◆ **Exercise tasks**:
1/ Answer these questions from the education reform post:
(a) Who wrote the guest post?
(b) On what date was the post published?
(c) What share of student achievement do many studies attribute to factors outside of school?
2/ Carry on the education reform post from its final sentence.

◆ **Page text**:

Forgiving Learning- Reform Begins in the Classroom
Rog
Lucido: Forgiving Learning: Reform Begins in the Classroom
By Anthony Cody
on April 6, 2013 8:02 AM
Guest post by Rog Lucido
It seems like education is on a never
ending quest to be 'reformed'. The message continues today: 'American students
are behind those of many countries. Our dominance of military and economic strength
is on the decline. We are losing our competitiveness.' The root cause of this
supposition is laid at the feet of our schools by the corporate world. With
many studies demonstrating that 80 to 90 percent of student achievement is due
to factors outside of school, how can we consider changes in our schooling as
the solution to our business problems?

◆ **Provided records**:

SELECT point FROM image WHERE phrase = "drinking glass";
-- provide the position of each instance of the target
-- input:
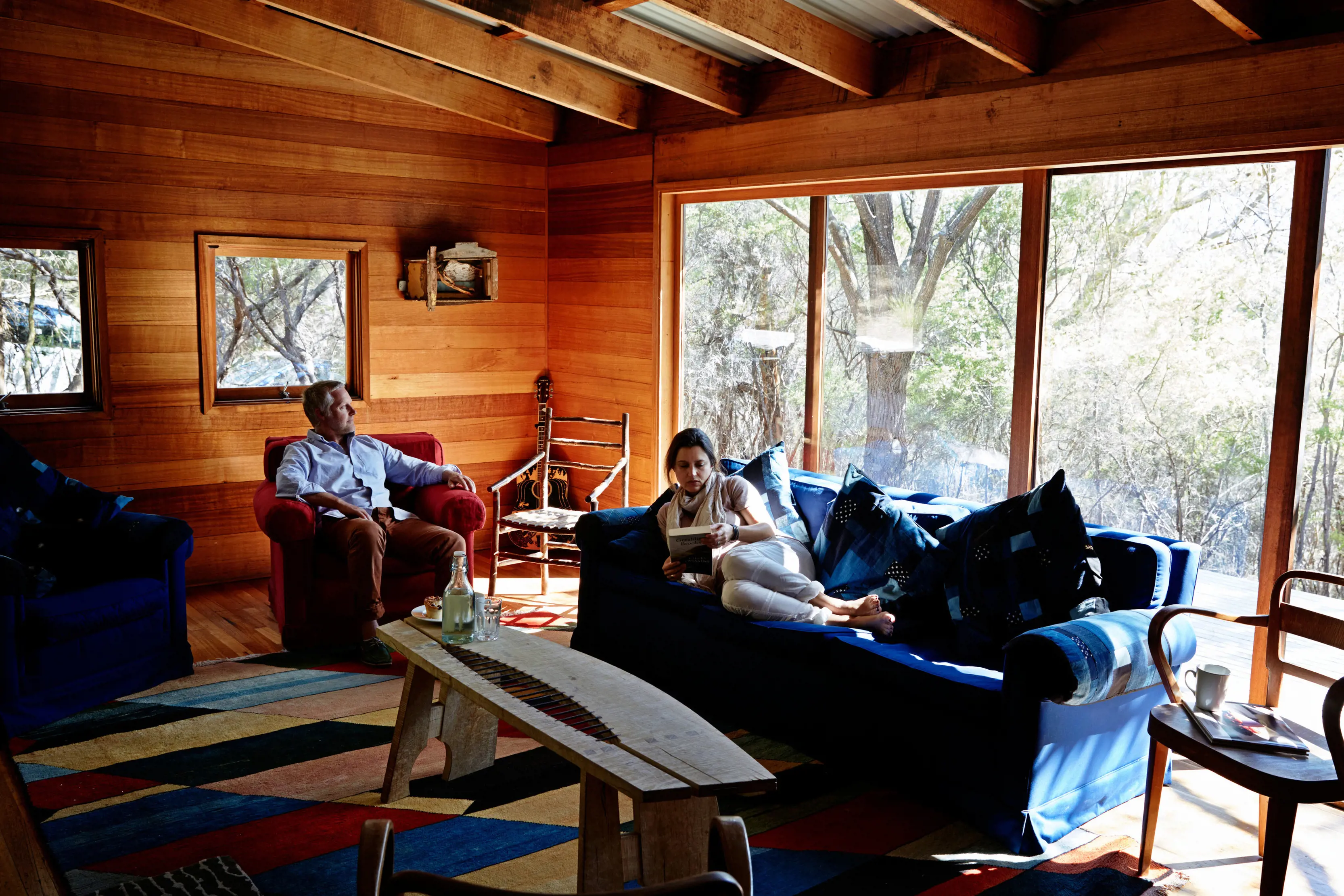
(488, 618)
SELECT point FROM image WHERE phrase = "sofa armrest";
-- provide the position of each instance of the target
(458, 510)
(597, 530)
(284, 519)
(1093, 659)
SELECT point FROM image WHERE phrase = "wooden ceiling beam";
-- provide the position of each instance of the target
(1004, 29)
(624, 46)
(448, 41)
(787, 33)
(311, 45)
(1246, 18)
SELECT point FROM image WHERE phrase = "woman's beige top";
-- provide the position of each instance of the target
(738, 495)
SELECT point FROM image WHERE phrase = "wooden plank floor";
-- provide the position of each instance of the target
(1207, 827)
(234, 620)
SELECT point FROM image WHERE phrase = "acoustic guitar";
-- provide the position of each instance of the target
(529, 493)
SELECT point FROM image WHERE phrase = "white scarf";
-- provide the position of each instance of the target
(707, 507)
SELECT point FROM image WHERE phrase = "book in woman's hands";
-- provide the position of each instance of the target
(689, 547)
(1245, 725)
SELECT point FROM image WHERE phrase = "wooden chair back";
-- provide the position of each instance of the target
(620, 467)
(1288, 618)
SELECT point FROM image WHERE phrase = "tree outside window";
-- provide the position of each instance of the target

...

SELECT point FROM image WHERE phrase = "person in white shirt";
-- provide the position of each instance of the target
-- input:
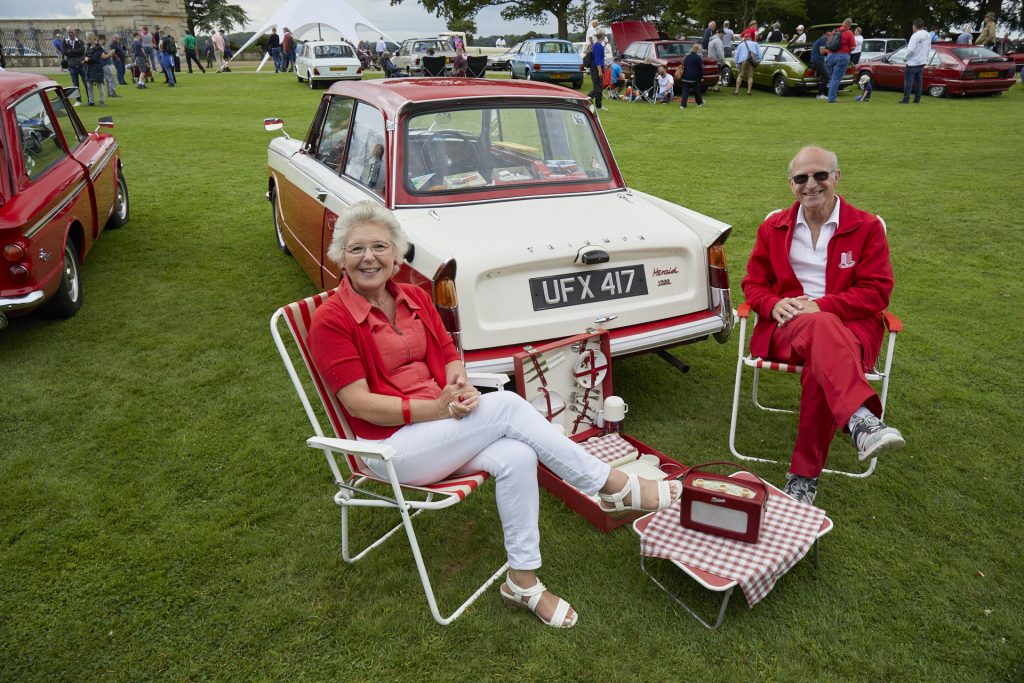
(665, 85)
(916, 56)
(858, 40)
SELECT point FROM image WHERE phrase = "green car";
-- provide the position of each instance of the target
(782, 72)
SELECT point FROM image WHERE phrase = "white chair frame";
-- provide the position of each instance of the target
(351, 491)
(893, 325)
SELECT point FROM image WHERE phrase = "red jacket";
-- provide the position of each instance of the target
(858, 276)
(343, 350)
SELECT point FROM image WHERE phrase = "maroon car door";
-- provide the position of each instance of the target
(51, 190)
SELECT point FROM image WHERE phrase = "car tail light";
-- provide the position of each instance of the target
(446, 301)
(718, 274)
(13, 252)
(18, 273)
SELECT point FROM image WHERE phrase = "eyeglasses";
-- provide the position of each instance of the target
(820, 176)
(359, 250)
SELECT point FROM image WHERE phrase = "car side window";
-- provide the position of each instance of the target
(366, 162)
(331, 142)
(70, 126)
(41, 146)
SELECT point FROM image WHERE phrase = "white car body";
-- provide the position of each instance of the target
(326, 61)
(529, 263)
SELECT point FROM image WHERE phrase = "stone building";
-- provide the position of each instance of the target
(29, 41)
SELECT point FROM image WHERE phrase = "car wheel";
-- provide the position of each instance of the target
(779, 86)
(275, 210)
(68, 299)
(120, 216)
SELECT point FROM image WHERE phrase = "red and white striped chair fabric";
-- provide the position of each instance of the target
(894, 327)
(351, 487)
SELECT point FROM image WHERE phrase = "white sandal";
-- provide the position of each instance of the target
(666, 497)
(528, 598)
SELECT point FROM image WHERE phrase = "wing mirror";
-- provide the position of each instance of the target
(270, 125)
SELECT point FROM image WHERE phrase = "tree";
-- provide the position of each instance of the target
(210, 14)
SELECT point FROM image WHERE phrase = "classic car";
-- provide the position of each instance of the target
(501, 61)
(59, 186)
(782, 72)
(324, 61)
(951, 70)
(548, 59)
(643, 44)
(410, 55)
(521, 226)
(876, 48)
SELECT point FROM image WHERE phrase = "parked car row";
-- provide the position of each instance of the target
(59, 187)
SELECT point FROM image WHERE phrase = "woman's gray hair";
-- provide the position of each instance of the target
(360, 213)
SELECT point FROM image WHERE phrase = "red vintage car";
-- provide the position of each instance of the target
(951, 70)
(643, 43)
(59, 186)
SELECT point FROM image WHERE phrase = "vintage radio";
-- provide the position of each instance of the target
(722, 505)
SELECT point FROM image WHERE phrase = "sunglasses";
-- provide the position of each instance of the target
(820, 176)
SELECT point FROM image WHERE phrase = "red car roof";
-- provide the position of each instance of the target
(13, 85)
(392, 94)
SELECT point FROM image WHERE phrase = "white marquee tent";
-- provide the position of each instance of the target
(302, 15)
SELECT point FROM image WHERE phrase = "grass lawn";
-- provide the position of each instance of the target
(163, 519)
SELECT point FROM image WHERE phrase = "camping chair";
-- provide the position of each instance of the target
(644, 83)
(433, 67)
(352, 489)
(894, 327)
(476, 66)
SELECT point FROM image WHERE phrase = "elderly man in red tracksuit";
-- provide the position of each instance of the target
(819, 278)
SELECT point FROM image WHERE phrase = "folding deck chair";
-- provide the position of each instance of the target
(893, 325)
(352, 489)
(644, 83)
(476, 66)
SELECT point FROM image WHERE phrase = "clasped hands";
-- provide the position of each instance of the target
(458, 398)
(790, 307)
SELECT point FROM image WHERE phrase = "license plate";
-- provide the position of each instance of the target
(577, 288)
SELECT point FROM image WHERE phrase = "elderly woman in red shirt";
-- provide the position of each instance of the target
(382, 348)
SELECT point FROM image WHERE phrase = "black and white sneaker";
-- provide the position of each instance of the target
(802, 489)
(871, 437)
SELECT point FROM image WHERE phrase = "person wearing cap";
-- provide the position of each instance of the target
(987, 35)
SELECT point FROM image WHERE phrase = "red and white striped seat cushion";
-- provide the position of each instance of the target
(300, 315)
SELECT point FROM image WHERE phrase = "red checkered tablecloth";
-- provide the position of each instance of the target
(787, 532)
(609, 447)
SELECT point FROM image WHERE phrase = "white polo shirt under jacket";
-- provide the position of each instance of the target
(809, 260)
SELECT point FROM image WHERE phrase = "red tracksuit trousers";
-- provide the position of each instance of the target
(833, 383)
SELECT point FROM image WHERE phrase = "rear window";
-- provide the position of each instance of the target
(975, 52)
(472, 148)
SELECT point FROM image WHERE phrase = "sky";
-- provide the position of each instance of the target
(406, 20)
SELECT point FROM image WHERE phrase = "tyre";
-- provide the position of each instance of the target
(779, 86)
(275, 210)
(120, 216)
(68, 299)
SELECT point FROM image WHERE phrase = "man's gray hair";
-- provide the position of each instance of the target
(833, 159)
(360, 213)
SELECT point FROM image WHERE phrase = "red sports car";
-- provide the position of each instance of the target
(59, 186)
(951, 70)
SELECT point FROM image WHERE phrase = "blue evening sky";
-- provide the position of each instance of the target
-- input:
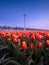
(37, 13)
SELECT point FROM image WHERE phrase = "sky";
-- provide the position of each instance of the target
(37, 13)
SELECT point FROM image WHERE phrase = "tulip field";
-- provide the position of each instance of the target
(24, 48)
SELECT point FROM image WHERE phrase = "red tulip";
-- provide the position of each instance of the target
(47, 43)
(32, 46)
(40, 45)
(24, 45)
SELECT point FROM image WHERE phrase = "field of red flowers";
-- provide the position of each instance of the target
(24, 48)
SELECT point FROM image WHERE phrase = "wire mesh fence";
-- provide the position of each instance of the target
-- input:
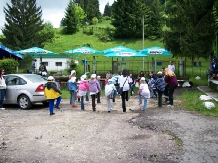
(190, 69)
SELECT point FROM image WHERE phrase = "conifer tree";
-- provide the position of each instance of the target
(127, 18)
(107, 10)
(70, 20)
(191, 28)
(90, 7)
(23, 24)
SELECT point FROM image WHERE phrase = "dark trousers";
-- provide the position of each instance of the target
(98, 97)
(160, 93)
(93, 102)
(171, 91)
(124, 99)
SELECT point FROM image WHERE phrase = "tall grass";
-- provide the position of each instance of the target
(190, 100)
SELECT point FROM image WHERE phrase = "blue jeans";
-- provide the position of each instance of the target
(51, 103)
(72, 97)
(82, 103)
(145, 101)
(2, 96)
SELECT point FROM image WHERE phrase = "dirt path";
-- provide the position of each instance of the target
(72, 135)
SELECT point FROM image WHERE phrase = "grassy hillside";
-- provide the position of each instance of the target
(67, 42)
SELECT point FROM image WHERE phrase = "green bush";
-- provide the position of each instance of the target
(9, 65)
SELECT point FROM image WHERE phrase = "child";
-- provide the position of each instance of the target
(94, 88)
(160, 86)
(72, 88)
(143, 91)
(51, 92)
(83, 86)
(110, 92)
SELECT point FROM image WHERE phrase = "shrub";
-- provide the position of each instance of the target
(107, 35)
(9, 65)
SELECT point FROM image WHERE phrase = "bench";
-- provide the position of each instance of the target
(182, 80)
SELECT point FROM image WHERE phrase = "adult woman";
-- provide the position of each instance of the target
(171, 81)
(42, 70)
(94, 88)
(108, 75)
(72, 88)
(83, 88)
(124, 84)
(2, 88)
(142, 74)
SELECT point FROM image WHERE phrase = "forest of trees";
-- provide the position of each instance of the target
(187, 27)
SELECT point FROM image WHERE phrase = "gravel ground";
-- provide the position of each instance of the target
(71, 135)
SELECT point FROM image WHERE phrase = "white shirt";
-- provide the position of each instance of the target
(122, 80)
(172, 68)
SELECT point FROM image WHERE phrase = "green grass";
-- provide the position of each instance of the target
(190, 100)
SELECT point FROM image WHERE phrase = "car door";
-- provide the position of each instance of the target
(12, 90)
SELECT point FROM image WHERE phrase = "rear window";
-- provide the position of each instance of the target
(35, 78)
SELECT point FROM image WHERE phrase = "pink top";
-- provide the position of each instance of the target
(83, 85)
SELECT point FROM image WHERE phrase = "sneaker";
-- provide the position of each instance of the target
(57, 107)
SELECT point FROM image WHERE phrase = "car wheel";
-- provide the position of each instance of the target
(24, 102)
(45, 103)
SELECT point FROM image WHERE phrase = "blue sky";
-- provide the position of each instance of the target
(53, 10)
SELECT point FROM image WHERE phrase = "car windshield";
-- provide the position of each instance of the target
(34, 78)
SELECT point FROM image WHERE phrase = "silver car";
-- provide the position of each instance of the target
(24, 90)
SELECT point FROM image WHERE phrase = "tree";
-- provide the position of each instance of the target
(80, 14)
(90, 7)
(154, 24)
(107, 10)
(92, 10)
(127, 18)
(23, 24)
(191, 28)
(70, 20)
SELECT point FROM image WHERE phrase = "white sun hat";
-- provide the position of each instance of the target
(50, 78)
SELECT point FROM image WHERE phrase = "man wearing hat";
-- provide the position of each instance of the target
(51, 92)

--

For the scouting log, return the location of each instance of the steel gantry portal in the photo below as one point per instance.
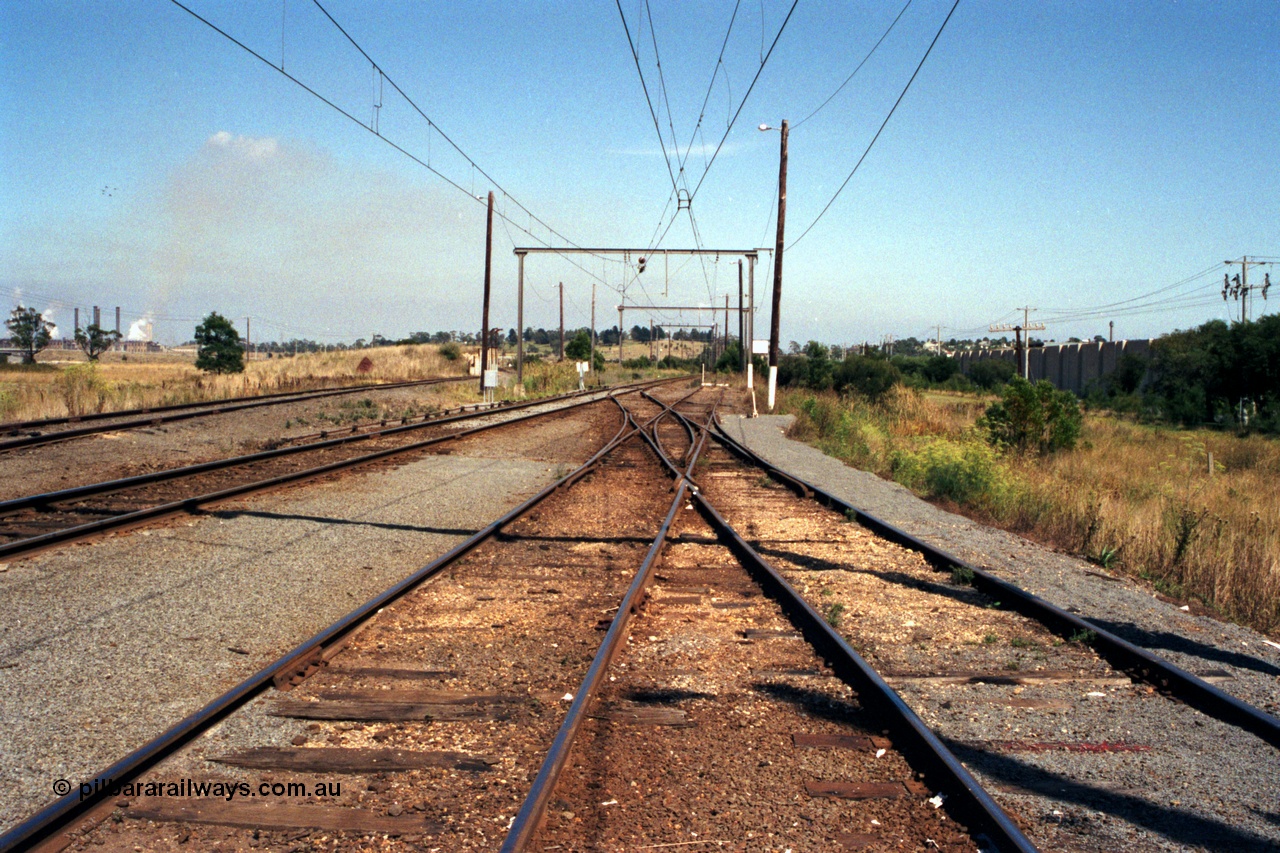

◆ **Task answers**:
1/
(a) Rog Lucido
(b) April 6, 2013
(c) 80 to 90 percent

2/
If we are to improve student engagement
and learning, not for the sake of greater profits, but for the sake of our
children, we need to start in the classroom. It is here where the rationale
should be changed from other-centered to student-centered. Each student comes
to us with their own unique personal history. But they all share a common
humanity and are in possession of a human brain. This brain is the organ for
learning -- not their liver or spleen! If we understand how the brain's
neo-cortex works we will have a way of designing the classroom and school
learning experiences to be brain-friendly. In schools we should not develop a
learning system and then expect that all students will find learning
accessible. Rather, we should seek the healthiest way to cooperate with brain
functioning in learning and the best way to extract information from it.
We know the brain operates at peak
efficiency when it is free from threat, when the relational tone in its
surroundings are supportive and when food and shelter are sufficient. The
brain is a pattern seeker. It wants to 'connect the dots' in any learning
experience in or outside of school: "If I do this then the most plausible
result will follow." It anticipates the future based on past results. It
is continually experimenting, learning from its mistakes and stores those
results in expectation of the next opportunity to try.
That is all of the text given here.